__Objective__. Pull out every line of the listing below that contains the string "black", treating uppercase and lowercase as different.

__Rows of box annotation data__.

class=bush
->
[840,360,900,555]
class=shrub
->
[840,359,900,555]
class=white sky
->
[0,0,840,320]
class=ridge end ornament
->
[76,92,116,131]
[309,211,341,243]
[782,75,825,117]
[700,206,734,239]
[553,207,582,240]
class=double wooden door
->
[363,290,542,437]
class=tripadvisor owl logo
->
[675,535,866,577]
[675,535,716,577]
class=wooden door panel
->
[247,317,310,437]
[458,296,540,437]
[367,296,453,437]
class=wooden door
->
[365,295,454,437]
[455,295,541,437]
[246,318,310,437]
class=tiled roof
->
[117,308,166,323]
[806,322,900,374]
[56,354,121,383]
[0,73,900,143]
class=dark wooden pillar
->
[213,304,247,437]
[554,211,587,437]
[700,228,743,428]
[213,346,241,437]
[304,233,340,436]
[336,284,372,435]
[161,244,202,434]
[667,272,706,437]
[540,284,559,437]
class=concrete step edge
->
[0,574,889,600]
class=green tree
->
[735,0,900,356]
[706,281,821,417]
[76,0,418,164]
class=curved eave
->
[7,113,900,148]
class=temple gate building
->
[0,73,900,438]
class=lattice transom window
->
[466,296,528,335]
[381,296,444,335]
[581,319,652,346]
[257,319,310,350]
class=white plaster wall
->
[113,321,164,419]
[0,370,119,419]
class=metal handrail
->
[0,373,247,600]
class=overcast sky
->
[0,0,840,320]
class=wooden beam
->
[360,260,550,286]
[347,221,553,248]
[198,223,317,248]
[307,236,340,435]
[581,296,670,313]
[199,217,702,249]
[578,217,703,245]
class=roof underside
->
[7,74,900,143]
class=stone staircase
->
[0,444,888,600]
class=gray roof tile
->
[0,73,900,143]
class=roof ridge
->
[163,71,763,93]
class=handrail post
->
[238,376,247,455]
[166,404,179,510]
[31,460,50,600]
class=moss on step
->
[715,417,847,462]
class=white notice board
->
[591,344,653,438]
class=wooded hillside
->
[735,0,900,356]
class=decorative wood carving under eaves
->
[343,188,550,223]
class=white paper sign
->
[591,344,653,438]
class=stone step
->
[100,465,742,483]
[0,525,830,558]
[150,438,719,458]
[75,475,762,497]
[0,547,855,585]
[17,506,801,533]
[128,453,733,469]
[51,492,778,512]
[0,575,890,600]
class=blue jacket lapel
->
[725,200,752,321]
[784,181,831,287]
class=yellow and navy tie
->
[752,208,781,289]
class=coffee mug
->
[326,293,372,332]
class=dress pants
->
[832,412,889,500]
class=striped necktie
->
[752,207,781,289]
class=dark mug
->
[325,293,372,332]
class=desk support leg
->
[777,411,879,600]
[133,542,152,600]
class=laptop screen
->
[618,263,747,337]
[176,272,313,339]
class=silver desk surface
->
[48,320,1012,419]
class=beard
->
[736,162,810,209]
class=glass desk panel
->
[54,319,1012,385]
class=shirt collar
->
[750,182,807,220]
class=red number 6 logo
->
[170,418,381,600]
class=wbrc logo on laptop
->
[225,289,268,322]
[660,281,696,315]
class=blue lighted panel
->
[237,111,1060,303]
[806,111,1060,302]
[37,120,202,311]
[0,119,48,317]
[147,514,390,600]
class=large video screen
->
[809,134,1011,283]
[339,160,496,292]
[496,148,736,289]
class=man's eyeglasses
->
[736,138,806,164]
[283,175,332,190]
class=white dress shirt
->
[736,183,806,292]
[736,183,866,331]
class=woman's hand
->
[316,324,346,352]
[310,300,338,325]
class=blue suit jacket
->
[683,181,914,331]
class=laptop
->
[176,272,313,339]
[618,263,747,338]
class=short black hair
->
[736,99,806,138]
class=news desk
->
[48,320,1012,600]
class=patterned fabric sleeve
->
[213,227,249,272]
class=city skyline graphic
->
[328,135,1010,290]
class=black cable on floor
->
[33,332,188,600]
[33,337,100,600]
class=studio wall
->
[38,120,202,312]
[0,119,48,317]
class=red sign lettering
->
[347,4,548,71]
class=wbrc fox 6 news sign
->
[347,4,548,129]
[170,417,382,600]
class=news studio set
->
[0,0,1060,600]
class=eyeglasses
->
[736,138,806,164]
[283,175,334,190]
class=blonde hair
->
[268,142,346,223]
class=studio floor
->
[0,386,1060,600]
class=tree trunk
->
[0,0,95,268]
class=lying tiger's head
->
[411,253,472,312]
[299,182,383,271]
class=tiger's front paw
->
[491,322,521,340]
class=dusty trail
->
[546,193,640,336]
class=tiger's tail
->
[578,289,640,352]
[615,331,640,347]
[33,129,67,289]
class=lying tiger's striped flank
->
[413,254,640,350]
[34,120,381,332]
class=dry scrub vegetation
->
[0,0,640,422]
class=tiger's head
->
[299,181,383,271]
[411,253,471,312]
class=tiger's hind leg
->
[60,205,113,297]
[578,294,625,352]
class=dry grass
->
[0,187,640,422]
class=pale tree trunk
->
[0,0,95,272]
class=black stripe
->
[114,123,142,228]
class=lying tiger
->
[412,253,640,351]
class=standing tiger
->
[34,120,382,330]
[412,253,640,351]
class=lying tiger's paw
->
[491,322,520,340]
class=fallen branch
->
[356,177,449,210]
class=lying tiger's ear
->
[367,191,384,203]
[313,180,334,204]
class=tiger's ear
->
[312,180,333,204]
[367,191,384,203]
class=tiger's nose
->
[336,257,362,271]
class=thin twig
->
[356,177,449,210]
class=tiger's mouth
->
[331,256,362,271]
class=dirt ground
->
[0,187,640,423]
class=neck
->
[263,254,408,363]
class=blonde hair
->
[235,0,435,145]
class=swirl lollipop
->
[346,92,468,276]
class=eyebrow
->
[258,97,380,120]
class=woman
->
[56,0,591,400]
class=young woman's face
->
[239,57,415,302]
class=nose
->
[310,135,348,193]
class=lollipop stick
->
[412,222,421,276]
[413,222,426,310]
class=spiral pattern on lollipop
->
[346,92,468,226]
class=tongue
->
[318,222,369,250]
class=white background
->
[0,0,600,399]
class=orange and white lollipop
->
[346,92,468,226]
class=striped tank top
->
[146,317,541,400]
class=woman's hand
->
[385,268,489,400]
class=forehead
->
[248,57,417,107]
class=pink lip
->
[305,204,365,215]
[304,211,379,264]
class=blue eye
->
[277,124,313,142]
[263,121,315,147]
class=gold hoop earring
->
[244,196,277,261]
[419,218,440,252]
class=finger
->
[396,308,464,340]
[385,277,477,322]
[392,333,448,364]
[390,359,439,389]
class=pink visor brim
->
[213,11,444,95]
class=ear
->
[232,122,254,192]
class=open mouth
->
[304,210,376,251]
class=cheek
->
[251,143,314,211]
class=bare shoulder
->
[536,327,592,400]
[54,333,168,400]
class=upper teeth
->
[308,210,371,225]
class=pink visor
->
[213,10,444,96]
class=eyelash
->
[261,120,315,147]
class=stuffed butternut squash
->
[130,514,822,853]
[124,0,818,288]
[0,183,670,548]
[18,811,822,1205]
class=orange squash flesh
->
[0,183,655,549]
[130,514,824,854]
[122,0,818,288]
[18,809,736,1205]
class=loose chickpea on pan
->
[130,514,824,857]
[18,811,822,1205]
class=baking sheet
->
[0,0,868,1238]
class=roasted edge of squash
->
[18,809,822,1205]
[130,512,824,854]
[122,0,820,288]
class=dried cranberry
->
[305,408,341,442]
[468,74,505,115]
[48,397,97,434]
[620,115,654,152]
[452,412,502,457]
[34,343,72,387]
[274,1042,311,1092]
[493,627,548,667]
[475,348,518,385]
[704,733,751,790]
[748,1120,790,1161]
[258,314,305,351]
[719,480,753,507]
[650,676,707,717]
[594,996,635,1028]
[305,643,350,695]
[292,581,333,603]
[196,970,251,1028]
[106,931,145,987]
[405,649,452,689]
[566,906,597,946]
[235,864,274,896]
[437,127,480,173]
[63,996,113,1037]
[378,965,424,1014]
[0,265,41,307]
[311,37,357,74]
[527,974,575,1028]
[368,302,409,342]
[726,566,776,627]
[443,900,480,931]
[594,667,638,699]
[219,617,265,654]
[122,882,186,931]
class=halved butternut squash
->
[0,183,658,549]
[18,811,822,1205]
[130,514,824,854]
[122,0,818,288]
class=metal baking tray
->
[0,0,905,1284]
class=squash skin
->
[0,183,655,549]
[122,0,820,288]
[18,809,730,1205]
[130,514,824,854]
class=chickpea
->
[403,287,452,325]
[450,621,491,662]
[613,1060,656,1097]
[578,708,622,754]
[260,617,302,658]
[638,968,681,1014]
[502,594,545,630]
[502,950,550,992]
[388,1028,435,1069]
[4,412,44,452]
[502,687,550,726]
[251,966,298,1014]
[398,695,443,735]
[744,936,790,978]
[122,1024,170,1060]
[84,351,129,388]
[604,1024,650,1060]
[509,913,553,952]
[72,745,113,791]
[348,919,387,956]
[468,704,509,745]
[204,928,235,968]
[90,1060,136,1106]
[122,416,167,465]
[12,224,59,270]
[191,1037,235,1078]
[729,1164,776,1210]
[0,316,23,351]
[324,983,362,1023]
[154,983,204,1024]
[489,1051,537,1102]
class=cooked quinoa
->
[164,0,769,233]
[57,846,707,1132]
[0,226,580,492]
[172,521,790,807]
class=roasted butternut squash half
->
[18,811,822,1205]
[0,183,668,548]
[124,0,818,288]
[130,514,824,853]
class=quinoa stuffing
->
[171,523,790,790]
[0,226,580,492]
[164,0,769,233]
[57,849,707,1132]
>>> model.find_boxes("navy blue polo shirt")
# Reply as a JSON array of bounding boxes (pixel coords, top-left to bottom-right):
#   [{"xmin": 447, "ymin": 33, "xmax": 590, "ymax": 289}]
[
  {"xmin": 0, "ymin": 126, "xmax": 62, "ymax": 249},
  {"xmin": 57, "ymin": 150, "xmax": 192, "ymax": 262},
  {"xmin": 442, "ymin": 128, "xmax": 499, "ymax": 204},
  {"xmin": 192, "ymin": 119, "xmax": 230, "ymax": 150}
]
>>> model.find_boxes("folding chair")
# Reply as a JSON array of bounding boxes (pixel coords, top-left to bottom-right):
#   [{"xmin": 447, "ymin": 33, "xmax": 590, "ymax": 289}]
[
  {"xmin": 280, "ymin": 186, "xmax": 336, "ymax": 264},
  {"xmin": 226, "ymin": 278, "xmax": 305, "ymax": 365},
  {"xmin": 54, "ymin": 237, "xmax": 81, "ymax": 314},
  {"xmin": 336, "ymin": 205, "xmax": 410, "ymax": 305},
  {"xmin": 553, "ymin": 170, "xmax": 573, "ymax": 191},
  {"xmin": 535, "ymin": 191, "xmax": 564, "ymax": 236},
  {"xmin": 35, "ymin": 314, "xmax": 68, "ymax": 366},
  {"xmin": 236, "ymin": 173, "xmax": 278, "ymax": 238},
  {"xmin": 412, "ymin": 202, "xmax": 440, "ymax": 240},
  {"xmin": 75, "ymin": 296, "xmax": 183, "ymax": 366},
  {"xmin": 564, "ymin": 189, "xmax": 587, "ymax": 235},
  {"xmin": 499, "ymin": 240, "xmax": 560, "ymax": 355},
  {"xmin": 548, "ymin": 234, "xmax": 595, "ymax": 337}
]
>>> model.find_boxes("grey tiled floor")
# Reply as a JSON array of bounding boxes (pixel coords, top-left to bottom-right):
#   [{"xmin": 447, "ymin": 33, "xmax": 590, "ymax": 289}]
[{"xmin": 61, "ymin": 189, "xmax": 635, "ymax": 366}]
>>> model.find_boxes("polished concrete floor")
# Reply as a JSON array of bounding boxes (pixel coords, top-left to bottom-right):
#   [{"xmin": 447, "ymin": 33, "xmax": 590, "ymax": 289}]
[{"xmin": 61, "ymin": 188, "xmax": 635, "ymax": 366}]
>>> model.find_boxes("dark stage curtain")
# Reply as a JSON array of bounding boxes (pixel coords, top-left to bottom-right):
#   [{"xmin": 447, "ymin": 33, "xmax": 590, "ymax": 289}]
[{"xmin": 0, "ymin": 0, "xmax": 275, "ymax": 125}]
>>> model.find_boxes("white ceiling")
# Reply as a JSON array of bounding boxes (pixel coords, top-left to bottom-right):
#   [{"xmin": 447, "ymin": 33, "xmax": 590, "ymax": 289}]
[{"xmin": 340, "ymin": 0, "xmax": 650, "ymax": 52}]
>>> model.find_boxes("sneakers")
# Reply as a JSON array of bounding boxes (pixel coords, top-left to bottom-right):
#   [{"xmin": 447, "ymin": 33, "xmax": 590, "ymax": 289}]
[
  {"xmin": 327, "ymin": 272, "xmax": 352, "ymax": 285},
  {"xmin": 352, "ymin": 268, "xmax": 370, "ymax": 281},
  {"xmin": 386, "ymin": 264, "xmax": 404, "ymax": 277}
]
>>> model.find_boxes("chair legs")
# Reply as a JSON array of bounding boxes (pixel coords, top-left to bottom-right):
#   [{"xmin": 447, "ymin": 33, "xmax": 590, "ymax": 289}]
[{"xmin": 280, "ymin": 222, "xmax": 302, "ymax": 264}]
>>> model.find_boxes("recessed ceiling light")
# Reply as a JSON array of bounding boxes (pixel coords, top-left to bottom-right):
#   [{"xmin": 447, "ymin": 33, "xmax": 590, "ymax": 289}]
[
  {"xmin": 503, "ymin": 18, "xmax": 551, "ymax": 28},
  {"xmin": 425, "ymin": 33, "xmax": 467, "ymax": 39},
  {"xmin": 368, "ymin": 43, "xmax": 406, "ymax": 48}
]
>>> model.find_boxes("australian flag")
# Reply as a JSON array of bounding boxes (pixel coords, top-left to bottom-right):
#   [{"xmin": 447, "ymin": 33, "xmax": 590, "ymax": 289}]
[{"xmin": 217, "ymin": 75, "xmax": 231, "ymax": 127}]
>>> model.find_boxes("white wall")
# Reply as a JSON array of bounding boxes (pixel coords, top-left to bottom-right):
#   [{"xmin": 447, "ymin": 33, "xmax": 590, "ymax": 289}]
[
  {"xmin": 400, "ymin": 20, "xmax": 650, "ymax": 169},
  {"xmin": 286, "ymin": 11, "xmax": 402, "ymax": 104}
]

__Result for this exercise__.
class=short black hair
class=black cable on floor
class=black stripe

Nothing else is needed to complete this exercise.